● **WHAT YOU NEED TO DO**
- 1) Set down the passage of the Tableau axis guide between "Many specialized chart" and "headers (blue pills).", inclusive.
- 2) List the reasons the Tableau axis guide gives for hiding an axis, using its section headings.
- 3) Extend the guide on removing an axis in Tableau, picking up right after its final sentence.

● **DOCUMENT EXTRACT**
•••••

How to Remove Axis in Tableau

Cody Schneider

Removing an axis from your Tableau chart is a quick way to clean up a visualization and draw your audience's attention to the most important parts of the data. By taking away redundant information, you can make your dashboards more readable and impactful. In this guide, you’ll learn the different methods for hiding an axis in Tableau, why you might want to do it, and some best practices for making sure your charts remain clear and honest.

Why Would You Remove an Axis in Tableau?

Before jumping into the "how," it’s helpful to understand the "why." While axes provide crucial context, there are several good reasons to hide them.

1. To Reduce Visual Clutter

The simplest reason is to make your chart look cleaner. A visualization with many data points, detailed labels, and multiple lines can become busy. Removing the axis, especially when its values aren't essential for the main insight, declutters the view and helps the data itself stand out.

2. When Data Labels Are Present

If you've already placed data labels directly on your chart - like values at the top of bar charts or on points in a line chart - then the axis is redundant. It’s simply repeating numbers that are already displayed elsewhere. Hiding the axis eliminates this repetition and streamlines the visual, as your audience can get the exact values from the labels themselves.

Example: A bar chart showing sales for four regions. If you put the sales figures directly on each bar, the Y-axis showing a scale from $0 to $500,000 becomes less necessary.

3. To Emphasize Proportions and Trends

For some charts, the primary goal is to show a trend over time or the relative size of different categories, not the exact values. For instance, in a stacked bar chart showing the composition of sales, the audience is more focused on which segment makes up the biggest or smallest slice of the total. A simple sparkline showing a stock's performance isn't about the exact price on a specific day, it's about the general upward or downward trend. In these cases, the axis can be removed to put the focus squarely on the shape and flow of the data.

4. For Certain Chart Types (Like KPI Cards)

Many specialized chart types used in dashboards simply don't require an axis. The most common example is a Key Performance Indicator (KPI) card, which is just a large, single number designed to be seen at a glance. Visuals like a "big number" for 'Total Revenue' or 'Active Users' communicate their message instantly, and an axis would only take up space and add no value.

Method 1: The Quickest Way to Remove an Axis ("Show Header")

Tableau’s most direct method for hiding an axis is by using the "Show Header" option. In Tableau terminology, the axis (including its labels, tick marks, and title) is referred to as a "header." This works for both quantitative axes (green pills) and qualitative headers (blue pills).

Here’s how to do it step-by-step.

Step 1: Build Your Visualization

Let's create a simple bar chart. Using the Sample - Superstore dataset, drag Category to the Columns shelf and Sales to the Rows shelf. You'll now have a vertical bar chart with Category on the X-axis and Sales on the Y-axis.

Step 2: Right-Click the Axis You Want to Hide

Move your cursor over the Y-axis (the one showing the sales figures). Right-click directly on the axis to bring up the context menu.

Step 3: Uncheck "Show Header"

In the menu that appears, you will see a checked option called Show Header. Simply click on it to uncheck it.

Instantly, the entire axis - the line, the tick marks, and the number labels - will disappear from your view. The chart will automatically resize to fill the newly available space. This is the go-to method for fully removing an axis and reclaiming screen real estate.

•••••

● **SUPPLIED MATERIAL**

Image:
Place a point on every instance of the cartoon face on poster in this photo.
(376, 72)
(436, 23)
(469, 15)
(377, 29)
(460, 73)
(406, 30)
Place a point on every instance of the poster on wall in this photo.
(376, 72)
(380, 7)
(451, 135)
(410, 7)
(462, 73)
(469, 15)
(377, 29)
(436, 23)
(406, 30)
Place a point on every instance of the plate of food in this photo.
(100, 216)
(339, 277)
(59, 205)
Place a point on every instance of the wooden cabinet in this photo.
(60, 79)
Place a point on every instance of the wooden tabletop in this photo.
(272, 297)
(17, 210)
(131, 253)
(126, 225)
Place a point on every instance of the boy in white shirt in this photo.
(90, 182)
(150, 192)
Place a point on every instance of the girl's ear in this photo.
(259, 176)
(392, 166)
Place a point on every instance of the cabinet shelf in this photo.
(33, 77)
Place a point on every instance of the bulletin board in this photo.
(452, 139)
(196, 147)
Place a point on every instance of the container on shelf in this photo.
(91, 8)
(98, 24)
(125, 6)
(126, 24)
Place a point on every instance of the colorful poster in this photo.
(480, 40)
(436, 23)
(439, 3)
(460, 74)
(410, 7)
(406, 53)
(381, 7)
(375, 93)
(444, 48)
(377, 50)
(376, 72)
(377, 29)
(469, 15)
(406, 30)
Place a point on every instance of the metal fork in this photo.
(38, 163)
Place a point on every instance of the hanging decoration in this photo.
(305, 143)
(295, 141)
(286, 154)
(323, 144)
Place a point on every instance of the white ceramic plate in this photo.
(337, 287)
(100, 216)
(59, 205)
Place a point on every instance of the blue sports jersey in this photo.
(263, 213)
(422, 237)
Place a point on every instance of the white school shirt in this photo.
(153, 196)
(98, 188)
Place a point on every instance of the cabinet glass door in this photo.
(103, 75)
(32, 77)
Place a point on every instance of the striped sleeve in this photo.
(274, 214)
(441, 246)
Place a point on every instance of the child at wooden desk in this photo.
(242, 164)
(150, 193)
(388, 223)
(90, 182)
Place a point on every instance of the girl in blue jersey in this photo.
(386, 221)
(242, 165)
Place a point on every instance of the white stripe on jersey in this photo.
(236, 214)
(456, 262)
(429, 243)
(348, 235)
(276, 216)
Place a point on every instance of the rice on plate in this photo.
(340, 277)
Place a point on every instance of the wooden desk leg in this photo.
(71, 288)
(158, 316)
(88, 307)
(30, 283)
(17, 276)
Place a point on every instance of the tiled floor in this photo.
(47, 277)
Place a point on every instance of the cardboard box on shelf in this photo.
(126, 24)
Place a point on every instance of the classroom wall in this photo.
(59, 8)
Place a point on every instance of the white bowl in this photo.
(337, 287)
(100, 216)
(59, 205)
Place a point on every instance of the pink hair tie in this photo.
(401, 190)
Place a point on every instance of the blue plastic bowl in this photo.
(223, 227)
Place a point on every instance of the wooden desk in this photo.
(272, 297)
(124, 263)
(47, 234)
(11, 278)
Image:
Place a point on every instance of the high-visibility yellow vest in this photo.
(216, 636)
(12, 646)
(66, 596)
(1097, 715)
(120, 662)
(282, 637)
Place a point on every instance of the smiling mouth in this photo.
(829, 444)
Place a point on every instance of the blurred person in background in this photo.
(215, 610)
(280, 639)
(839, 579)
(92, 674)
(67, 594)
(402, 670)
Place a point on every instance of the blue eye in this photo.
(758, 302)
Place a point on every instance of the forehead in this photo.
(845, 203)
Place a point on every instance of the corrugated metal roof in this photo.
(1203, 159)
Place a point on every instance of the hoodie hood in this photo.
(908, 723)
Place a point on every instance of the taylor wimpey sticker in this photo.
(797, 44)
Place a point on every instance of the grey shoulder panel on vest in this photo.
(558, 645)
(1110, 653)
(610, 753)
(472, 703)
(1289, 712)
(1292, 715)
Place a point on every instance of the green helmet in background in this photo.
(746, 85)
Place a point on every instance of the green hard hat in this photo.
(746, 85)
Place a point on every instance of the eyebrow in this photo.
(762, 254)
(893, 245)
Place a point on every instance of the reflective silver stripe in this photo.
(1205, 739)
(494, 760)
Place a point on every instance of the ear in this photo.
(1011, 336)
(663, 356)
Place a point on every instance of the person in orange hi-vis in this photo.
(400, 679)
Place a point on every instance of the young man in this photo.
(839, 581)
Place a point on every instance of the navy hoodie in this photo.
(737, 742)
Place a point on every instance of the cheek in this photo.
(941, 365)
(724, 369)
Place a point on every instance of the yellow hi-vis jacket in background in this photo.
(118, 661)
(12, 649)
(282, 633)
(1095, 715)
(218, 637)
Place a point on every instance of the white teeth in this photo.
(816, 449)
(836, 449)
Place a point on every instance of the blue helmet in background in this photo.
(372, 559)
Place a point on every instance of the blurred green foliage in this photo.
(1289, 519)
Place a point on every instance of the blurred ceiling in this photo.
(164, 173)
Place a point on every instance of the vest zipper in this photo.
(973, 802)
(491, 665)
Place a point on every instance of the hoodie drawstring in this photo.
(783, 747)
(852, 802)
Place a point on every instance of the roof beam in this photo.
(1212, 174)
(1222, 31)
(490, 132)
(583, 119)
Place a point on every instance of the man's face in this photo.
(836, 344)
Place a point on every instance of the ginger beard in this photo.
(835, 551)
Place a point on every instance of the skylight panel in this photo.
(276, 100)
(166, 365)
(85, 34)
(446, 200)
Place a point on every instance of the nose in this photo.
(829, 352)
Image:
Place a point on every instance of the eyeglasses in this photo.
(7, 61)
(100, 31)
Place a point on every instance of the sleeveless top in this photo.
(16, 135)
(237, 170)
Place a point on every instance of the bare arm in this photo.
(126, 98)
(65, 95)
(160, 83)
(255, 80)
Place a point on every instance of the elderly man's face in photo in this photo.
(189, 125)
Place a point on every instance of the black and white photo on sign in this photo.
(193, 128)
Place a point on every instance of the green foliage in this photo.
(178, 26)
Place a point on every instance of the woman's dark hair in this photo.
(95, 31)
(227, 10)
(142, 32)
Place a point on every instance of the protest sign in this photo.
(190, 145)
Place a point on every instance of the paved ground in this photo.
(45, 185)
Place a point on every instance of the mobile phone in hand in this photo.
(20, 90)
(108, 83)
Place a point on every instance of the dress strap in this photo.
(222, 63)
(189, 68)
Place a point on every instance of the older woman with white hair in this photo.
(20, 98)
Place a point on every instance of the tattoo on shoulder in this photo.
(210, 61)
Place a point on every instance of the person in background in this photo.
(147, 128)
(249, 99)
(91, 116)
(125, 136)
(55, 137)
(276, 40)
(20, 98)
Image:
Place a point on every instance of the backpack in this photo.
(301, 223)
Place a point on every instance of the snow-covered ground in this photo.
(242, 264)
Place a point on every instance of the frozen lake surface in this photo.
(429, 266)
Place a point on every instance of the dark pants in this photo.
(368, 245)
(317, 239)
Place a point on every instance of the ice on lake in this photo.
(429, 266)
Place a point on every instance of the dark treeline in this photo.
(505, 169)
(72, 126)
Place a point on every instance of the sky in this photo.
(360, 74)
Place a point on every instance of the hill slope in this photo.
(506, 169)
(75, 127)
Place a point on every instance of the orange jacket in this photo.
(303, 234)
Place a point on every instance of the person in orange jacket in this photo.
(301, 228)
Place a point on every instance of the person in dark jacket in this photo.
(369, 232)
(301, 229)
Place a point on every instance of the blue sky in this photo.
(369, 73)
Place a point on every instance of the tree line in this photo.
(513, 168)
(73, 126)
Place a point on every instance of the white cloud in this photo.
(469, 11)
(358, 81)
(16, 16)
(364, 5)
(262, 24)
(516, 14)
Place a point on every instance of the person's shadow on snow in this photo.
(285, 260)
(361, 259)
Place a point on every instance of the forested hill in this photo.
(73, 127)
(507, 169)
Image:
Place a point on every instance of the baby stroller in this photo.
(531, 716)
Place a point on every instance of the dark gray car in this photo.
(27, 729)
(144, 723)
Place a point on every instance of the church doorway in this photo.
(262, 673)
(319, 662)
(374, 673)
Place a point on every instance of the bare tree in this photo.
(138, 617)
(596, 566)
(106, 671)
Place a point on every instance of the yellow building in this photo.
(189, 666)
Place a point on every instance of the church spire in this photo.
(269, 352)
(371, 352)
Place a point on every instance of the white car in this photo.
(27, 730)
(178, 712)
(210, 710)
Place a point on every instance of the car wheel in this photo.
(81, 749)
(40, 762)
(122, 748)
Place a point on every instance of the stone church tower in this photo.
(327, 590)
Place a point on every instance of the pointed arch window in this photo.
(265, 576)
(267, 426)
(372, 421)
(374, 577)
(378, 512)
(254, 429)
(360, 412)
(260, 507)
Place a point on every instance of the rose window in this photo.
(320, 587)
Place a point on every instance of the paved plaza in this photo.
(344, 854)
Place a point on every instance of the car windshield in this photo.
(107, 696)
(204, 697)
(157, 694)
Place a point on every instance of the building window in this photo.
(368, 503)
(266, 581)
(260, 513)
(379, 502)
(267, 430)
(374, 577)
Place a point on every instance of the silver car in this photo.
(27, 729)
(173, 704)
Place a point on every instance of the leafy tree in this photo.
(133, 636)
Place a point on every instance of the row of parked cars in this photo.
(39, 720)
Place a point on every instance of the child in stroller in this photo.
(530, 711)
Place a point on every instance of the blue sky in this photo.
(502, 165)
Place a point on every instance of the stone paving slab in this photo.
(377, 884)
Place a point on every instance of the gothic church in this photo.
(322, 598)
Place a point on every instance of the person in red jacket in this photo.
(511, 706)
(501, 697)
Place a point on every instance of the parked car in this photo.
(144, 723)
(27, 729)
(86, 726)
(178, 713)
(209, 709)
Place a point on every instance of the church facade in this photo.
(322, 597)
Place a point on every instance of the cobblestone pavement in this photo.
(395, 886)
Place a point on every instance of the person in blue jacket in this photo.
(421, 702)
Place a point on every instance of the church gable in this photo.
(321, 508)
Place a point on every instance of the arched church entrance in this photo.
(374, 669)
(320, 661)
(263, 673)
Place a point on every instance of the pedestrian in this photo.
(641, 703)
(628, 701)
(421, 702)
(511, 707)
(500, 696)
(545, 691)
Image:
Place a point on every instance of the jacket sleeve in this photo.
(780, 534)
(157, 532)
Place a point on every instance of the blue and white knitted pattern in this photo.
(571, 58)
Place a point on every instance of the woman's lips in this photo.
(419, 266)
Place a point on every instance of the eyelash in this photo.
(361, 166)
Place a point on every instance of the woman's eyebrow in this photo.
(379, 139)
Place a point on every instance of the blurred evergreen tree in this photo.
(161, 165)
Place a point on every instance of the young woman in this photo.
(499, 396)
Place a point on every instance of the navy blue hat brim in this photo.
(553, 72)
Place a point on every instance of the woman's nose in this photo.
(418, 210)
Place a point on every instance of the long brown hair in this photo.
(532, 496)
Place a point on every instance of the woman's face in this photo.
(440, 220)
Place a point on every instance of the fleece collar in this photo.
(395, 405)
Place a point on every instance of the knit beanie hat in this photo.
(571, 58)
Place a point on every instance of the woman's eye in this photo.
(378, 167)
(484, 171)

•••••

● **SOLVED TASKS**
- 1)
Many specialized chart types used in dashboards simply don't require an axis. The most common example is a Key Performance Indicator (KPI) card, which is just a large, single number designed to be seen at a glance. Visuals like a "big number" for 'Total Revenue' or 'Active Users' communicate their message instantly, and an axis would only take up space and add no value.

Method 1: The Quickest Way to Remove an Axis ("Show Header")

Tableau’s most direct method for hiding an axis is by using the "Show Header" option. In Tableau terminology, the axis (including its labels, tick marks, and title) is referred to as a "header." This works for both quantitative axes (green pills) and qualitative headers (blue pills).

- 2)
1. To Reduce Visual Clutter
2. When Data Labels Are Present
3. To Emphasize Proportions and Trends
4. For Certain Chart Types (Like KPI Cards)

- 3)
To bring the axis back, you can right-click the corresponding green pill on the Rows Shelf (in this case, the SUM(Sales) pill) and re-check the "Show Header" option.

Method 2: Remove Specific Parts of an Axis With Formatting

What if you want more granular control? Perhaps you only want to remove the axis title but keep the numeric labels, or you want to remove the tick marks but keep the title. In this scenario, the formatting pane is your best friend.

This method doesn't remove the axis entirely, but rather lets you "hide" it piece by piece for a more custom look.

Step 1: Open the Format Pane

Right-click the axis you want to modify and select Format... from the menu. This will open the Format pane on the left side of your workspace. Make sure the 'Axis' tab is selected at the top of this pane.

Step 2: Remove the Axis Title

To remove the axis title (e.g., "Sales"), navigate to the 'Axis Title' dropdown within the 'Scale' section. Then, select a title from the dropdown or clear the text box in the 'Edit Axis' dialog. The easiest way is to just click Edit Axis..., and in the "General" tab of the pop-up window, delete all the text from the Title text box.

Step 3: Remove the Tick Marks

In the 'Scale' section of the Format Pane, find the dropdown menu for Tick Marks. By default, it's set to "Automatic". You can click this and select None for both the Major and Minor tick marks. This will remove the small lines along your axis line, which can tidy up the view without hiding the labels.

Step 4: Remove the Axis Numbers (Labels)

To get rid of the numbers themselves while leaving everything else, stay in the 'Axis' format tab and select the "Font" dropdown for the 'Scale' section. You could manually change the font color to match your dashboard's background (e.g., white) to make the numbers invisible, but the first method (unticking "Show Header") is far more efficient for this particular task.

The formatting method is most useful when you want to achieve a minimalist look without completely erasing the context that an axis provides.

Applying This to Different Scenarios

Knowing how to remove an axis is great, but applying it correctly across different chart types is what good dashboard design is all about.

Single Value KPI (Big Number Chart)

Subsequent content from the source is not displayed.